▶ WRITTEN INSTRUCTION
Quote the lines of the material below, starting with the line that contains "Box each water" and continuing up to and including the line that contains "left=0, top=211, right=529, bottom=623", and give only those lines.

▶ RECORDS TO USE

---

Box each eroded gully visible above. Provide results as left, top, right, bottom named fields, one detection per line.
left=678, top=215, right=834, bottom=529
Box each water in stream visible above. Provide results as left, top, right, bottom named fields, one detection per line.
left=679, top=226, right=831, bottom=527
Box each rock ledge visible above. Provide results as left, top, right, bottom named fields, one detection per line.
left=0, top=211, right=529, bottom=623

---

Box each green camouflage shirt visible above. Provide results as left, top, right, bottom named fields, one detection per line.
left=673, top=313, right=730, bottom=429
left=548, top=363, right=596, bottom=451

---

▶ CORRECT RESULT
Box each water in stream visible above. Provide results as left, top, right, bottom named fields, one detection per line.
left=679, top=226, right=831, bottom=527
Box each rock ledge visible above. Provide results as left, top, right, bottom named fields, one detection per line.
left=0, top=211, right=529, bottom=623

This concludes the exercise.